### JOB
Show each line in the rows below that contains the string "glass", copying every such line in full.

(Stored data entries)
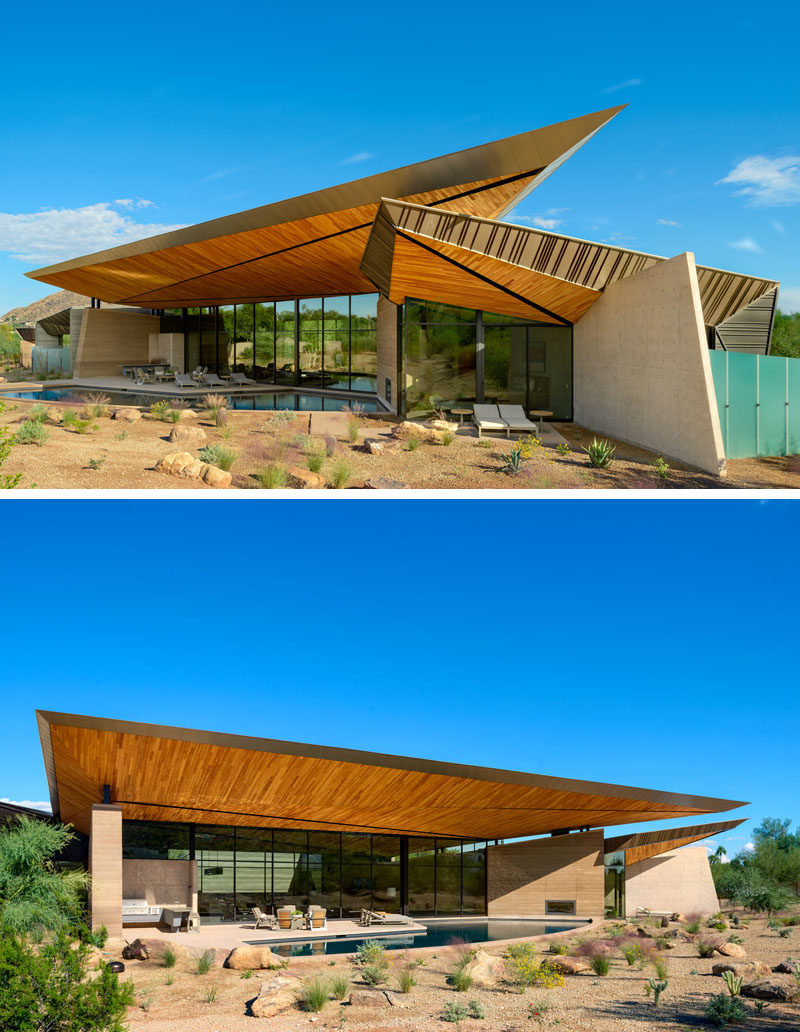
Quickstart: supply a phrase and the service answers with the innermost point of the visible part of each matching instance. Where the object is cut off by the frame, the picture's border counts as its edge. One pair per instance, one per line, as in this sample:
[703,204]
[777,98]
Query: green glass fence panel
[772,405]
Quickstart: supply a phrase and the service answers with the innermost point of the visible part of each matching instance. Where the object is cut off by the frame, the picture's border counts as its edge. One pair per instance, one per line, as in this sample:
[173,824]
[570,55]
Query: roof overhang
[163,773]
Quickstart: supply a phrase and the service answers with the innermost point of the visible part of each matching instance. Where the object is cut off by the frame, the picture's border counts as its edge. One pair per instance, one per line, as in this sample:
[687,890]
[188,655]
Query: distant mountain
[46,307]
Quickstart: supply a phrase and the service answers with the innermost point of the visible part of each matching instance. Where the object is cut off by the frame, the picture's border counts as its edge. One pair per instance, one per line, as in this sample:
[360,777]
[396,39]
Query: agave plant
[601,453]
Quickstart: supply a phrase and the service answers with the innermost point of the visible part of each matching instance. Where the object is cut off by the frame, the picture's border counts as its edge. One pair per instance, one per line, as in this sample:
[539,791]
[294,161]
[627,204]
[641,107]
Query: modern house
[410,285]
[221,823]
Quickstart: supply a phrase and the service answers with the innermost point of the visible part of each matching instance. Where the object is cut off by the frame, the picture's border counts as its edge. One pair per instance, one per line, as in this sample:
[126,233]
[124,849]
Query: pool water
[291,400]
[437,934]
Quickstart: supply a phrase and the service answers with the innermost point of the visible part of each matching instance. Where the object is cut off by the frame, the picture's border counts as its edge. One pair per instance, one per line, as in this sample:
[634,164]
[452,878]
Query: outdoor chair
[515,418]
[487,417]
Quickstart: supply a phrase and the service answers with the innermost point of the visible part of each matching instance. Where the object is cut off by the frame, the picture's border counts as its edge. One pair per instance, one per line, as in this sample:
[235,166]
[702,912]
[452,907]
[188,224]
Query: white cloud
[745,244]
[27,802]
[622,86]
[55,234]
[354,158]
[767,181]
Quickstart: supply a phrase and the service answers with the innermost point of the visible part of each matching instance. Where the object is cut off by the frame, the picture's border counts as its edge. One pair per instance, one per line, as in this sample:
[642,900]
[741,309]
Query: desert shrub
[601,453]
[724,1009]
[341,472]
[219,455]
[205,962]
[314,995]
[32,432]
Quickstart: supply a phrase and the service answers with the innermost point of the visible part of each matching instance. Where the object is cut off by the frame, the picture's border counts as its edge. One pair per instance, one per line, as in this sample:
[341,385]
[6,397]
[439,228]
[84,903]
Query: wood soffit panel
[179,774]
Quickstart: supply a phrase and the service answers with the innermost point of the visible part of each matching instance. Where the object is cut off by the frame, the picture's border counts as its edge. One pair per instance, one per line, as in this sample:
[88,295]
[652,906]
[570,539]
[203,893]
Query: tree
[35,897]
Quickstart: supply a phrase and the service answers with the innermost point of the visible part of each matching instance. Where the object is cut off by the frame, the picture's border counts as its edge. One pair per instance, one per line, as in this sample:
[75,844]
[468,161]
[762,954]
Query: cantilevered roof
[434,254]
[164,773]
[313,245]
[642,845]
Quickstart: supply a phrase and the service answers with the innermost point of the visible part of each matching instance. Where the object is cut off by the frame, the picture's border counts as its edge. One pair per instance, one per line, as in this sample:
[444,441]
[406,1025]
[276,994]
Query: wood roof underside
[415,251]
[178,774]
[313,245]
[642,845]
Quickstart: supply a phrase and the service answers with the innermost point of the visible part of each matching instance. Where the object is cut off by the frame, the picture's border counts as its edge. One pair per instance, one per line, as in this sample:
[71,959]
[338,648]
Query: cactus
[658,988]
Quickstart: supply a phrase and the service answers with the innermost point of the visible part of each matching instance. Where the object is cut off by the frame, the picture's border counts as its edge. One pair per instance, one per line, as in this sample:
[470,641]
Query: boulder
[127,413]
[244,958]
[569,965]
[304,479]
[187,433]
[276,996]
[778,991]
[484,969]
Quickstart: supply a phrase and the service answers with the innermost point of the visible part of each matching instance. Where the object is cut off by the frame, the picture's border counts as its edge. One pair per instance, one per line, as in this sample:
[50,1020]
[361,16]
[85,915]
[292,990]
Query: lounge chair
[263,920]
[515,418]
[486,417]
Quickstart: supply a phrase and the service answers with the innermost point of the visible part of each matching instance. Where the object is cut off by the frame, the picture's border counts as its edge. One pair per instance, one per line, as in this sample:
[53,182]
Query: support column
[105,868]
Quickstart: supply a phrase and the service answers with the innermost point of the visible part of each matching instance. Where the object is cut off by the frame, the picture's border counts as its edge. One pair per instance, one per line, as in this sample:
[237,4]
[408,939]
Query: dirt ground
[129,452]
[585,1002]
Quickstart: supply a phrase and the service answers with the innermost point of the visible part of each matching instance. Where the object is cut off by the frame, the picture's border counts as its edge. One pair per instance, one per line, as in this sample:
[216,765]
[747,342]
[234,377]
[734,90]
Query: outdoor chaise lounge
[515,418]
[486,417]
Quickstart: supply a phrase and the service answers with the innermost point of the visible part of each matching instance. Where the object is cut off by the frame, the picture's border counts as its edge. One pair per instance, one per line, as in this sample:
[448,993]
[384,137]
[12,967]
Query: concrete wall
[105,867]
[521,875]
[387,351]
[110,339]
[642,372]
[679,880]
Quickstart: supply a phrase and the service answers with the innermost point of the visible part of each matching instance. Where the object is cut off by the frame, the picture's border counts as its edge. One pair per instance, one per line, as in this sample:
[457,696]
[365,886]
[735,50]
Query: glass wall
[238,868]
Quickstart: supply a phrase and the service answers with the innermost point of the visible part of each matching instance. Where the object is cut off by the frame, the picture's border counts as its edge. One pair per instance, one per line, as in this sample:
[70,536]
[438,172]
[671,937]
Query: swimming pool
[272,400]
[436,934]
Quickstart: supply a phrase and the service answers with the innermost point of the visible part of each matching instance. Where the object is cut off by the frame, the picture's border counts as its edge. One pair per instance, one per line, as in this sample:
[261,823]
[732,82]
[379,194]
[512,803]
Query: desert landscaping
[604,977]
[90,444]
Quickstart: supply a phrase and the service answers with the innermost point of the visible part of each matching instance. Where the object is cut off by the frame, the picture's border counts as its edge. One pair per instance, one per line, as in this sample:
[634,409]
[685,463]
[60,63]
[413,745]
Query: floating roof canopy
[433,254]
[642,845]
[164,773]
[313,245]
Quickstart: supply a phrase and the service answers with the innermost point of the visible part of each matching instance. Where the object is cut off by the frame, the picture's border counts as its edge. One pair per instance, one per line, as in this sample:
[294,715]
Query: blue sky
[165,115]
[644,643]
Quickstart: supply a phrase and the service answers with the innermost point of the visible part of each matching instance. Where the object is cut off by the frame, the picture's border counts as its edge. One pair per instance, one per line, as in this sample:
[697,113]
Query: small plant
[454,1011]
[724,1009]
[32,432]
[205,962]
[341,472]
[314,995]
[601,453]
[218,455]
[600,964]
[273,477]
[662,469]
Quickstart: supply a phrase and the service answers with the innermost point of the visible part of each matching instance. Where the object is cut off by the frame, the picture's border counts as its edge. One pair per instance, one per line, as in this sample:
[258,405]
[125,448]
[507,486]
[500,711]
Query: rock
[127,413]
[244,958]
[187,433]
[215,477]
[369,998]
[569,965]
[276,996]
[304,479]
[743,969]
[779,992]
[484,969]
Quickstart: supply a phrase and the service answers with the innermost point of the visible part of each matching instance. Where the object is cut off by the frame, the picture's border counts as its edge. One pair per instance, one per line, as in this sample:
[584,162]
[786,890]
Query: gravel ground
[614,1003]
[131,450]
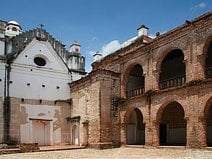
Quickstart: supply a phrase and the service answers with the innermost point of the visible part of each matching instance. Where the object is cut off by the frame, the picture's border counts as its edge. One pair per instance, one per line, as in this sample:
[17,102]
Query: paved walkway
[118,153]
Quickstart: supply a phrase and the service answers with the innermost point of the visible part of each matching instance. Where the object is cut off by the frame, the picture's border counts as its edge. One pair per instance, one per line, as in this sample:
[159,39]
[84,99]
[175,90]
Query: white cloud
[110,47]
[200,6]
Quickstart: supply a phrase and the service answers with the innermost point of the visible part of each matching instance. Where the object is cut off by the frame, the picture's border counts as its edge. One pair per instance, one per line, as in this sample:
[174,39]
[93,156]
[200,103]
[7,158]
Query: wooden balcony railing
[135,92]
[173,82]
[208,72]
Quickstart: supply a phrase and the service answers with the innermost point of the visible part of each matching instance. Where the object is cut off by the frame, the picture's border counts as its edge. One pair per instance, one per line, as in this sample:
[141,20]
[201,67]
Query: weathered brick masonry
[164,84]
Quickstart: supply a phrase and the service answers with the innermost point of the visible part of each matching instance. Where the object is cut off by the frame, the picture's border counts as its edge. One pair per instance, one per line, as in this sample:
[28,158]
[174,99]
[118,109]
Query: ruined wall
[25,111]
[99,92]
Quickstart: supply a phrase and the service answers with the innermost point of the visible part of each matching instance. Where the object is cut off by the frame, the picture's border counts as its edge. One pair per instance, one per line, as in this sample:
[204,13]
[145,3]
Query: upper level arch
[171,69]
[208,57]
[133,80]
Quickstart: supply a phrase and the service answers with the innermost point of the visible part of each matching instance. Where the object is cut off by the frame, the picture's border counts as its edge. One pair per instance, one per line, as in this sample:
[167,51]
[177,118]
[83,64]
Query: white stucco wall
[49,82]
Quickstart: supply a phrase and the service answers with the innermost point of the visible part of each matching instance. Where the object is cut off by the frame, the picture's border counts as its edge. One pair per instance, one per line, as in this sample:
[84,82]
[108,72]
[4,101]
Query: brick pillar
[148,134]
[155,133]
[202,126]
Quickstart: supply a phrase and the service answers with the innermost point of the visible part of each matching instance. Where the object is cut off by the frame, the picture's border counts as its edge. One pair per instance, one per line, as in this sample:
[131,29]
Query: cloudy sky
[101,25]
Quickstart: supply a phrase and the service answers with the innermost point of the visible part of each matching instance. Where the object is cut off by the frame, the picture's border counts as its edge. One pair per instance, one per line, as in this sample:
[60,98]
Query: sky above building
[101,25]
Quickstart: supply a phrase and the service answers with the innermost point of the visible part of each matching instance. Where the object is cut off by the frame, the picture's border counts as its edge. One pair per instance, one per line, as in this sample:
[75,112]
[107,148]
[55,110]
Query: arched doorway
[75,135]
[172,72]
[173,125]
[135,128]
[209,126]
[208,62]
[135,82]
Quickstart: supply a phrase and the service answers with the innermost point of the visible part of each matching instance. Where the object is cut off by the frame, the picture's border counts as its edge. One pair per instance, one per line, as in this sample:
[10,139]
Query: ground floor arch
[135,128]
[172,125]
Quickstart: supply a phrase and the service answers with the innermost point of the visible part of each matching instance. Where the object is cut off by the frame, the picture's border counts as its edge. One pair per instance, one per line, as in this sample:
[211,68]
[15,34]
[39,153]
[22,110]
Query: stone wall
[18,118]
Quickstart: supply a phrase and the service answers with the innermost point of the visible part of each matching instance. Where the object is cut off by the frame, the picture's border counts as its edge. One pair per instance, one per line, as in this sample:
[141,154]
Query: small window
[40,61]
[14,29]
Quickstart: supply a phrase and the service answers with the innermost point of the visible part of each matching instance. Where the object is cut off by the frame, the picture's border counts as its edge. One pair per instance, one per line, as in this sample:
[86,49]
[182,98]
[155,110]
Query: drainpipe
[6,103]
[6,109]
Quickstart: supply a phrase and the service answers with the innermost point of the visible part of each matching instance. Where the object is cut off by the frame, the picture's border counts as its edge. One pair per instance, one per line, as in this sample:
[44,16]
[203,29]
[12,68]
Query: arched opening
[135,128]
[135,82]
[75,135]
[172,72]
[209,126]
[208,62]
[173,125]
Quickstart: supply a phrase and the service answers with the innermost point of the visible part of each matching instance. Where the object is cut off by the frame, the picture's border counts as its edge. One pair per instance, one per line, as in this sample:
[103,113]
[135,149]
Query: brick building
[152,92]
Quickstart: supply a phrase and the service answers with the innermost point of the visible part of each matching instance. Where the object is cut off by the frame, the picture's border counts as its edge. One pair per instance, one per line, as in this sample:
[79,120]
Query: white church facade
[35,75]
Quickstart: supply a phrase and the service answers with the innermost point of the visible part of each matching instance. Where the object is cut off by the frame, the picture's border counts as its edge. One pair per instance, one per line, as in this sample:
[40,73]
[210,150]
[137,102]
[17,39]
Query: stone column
[155,133]
[123,134]
[202,127]
[148,134]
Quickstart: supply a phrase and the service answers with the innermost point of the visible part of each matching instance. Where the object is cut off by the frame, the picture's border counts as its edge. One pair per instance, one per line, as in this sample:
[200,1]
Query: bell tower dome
[75,47]
[12,29]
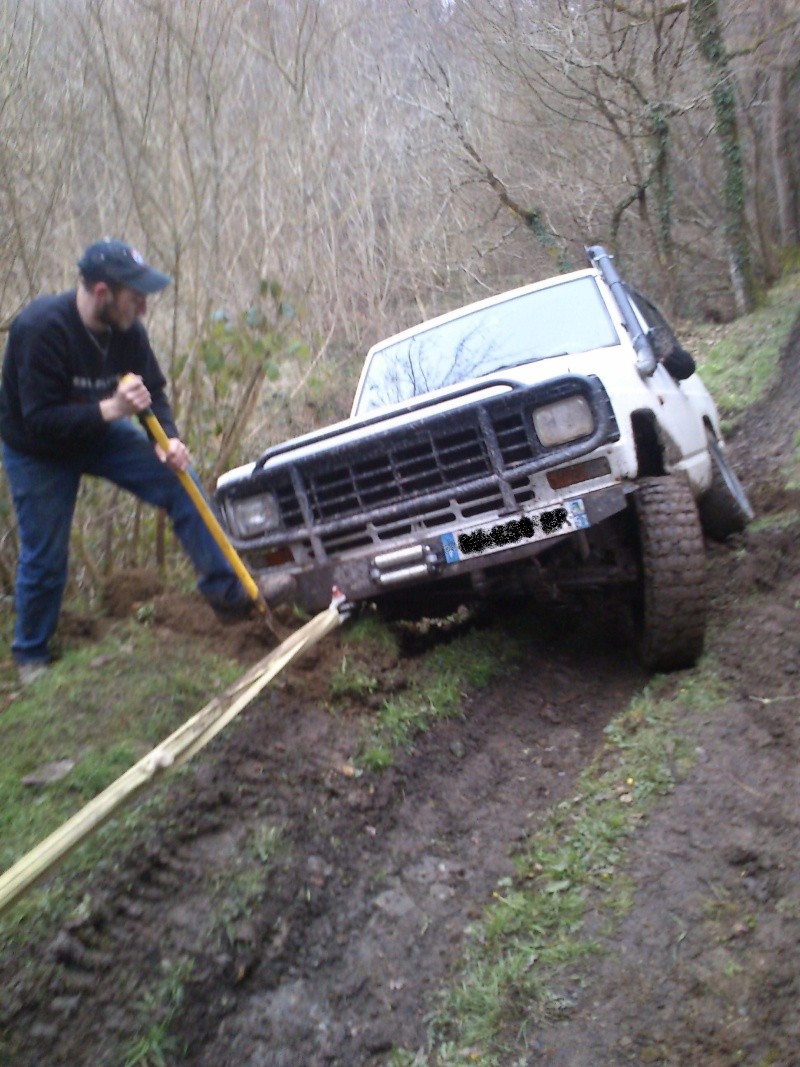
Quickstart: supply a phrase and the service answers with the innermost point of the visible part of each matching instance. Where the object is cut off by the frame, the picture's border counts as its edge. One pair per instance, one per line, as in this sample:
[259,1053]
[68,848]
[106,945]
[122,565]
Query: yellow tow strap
[179,747]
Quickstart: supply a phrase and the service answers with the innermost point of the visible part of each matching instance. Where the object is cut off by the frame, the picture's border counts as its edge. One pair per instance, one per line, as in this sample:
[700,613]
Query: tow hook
[416,561]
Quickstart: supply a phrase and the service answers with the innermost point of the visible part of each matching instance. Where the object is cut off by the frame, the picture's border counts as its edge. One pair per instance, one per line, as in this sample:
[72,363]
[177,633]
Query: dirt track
[367,901]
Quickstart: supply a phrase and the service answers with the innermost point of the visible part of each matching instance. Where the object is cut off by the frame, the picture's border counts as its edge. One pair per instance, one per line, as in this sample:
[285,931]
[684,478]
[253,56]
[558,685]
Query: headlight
[564,420]
[252,515]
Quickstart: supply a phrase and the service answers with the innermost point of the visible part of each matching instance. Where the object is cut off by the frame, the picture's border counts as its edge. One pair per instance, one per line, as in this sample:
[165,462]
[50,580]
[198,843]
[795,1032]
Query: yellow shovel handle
[157,432]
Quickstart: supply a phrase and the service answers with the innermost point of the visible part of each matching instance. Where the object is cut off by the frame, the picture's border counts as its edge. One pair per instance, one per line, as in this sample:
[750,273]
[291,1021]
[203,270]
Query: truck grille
[383,473]
[472,461]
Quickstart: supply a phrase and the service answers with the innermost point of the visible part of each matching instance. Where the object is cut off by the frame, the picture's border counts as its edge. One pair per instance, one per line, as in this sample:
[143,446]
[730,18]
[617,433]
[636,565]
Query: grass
[436,690]
[79,712]
[517,967]
[155,1046]
[737,361]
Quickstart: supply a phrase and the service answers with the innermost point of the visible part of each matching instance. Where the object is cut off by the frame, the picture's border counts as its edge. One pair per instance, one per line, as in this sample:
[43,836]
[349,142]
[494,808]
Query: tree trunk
[707,28]
[779,129]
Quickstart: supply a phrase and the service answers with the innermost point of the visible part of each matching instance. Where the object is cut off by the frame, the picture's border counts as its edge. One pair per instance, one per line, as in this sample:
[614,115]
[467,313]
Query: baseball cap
[118,264]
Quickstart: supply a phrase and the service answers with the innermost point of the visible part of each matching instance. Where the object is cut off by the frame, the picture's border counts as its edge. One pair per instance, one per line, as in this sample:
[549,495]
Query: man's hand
[131,398]
[177,458]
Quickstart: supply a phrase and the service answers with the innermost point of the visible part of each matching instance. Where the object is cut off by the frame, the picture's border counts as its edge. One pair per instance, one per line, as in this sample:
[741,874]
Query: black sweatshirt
[54,377]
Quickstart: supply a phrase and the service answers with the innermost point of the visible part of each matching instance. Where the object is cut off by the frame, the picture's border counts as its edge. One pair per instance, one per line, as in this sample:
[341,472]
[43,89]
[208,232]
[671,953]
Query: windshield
[561,319]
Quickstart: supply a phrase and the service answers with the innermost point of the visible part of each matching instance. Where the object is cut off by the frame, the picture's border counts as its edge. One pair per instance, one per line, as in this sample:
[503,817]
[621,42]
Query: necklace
[101,346]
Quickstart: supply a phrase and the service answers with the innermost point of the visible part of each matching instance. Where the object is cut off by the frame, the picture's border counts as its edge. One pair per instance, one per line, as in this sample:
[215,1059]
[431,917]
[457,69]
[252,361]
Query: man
[77,367]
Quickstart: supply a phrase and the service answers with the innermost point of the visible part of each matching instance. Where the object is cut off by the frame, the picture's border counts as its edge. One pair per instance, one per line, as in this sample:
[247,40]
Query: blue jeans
[44,492]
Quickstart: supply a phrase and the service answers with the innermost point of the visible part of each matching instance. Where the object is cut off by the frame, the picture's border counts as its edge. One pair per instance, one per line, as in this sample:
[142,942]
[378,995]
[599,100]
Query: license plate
[524,529]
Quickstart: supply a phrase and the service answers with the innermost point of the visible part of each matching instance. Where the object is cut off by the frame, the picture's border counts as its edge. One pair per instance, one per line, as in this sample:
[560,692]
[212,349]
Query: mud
[368,882]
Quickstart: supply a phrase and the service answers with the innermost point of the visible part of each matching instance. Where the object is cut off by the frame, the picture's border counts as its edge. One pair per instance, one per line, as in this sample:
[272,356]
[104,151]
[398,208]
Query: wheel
[724,508]
[670,607]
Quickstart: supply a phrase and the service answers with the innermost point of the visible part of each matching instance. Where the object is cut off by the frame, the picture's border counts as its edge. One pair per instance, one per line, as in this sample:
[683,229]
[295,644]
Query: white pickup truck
[550,438]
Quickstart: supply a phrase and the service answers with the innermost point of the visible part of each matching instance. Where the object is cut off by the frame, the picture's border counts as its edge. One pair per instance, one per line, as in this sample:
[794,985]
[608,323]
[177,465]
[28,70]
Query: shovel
[158,434]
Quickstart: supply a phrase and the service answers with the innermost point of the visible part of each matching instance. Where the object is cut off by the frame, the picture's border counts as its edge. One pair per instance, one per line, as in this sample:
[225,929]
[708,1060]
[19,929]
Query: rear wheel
[671,596]
[724,508]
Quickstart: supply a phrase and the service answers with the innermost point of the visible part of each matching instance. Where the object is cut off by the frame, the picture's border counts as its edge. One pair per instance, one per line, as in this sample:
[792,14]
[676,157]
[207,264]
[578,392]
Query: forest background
[318,174]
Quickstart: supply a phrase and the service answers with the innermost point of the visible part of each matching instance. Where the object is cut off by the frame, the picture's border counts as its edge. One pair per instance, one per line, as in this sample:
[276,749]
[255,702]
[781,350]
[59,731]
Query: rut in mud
[372,880]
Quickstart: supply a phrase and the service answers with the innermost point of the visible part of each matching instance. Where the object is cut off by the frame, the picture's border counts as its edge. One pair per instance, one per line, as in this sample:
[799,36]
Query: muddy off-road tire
[670,608]
[724,508]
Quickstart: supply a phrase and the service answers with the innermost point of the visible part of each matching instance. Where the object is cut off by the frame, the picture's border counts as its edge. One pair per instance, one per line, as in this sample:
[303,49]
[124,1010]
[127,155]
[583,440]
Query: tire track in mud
[364,907]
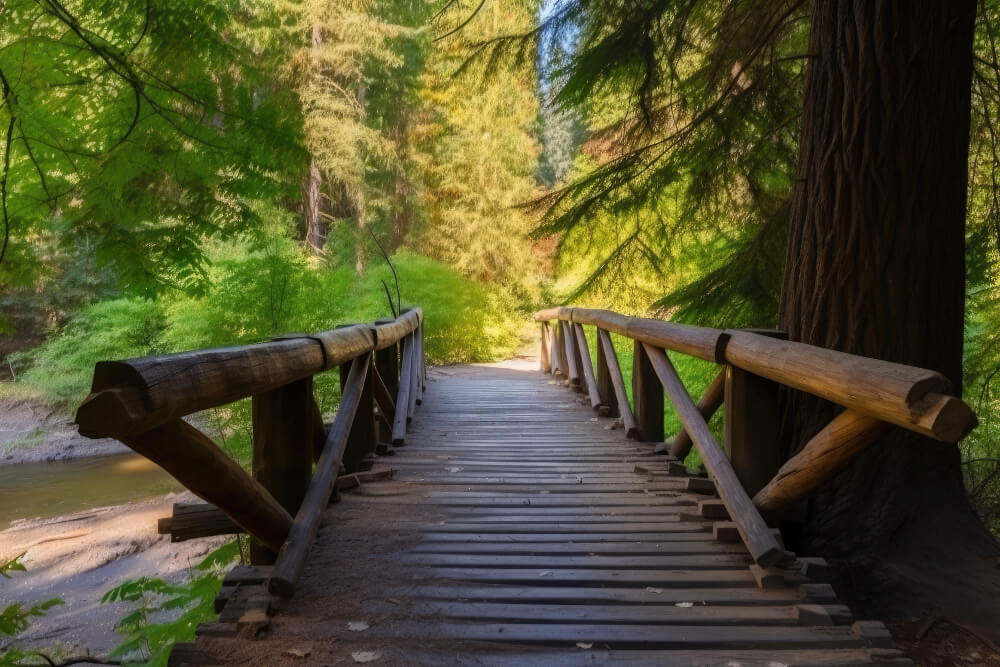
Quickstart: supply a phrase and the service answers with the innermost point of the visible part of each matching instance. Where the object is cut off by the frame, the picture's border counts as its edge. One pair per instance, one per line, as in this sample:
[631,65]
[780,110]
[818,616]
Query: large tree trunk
[312,196]
[312,209]
[876,267]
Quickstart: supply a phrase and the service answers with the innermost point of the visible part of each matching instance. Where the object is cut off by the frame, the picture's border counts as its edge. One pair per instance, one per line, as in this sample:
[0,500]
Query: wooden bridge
[516,522]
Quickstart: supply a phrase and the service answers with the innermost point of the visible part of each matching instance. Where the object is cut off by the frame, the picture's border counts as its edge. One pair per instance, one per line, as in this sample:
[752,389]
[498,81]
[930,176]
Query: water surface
[29,490]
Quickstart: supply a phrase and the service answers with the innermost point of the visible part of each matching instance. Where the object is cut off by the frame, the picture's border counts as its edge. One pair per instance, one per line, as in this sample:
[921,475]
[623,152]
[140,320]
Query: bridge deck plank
[518,531]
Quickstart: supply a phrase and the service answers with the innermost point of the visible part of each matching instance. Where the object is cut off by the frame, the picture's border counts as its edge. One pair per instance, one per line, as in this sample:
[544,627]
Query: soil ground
[79,557]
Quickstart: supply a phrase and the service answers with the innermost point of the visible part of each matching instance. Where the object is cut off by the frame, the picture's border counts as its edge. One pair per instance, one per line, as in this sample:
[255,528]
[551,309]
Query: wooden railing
[875,394]
[296,458]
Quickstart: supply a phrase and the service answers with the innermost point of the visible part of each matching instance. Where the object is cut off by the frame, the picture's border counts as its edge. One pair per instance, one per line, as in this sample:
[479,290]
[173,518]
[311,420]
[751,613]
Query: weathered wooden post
[605,385]
[283,438]
[571,355]
[361,441]
[558,351]
[387,365]
[586,366]
[544,359]
[752,422]
[647,396]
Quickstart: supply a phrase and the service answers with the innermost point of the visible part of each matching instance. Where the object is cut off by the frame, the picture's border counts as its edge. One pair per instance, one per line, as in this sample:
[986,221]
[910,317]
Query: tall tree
[710,95]
[477,151]
[140,128]
[341,41]
[876,265]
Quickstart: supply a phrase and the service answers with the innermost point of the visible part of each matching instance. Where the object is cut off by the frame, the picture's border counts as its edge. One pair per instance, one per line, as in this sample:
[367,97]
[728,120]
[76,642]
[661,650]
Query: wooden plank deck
[521,529]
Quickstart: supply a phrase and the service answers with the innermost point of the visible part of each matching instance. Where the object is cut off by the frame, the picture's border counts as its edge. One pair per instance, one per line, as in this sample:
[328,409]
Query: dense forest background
[192,174]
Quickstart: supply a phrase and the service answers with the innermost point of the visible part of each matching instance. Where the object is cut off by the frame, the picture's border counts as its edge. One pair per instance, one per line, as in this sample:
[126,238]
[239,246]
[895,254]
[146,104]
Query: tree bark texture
[876,263]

### TASK ANSWER
Query: green glass fence panel
Query: glass wall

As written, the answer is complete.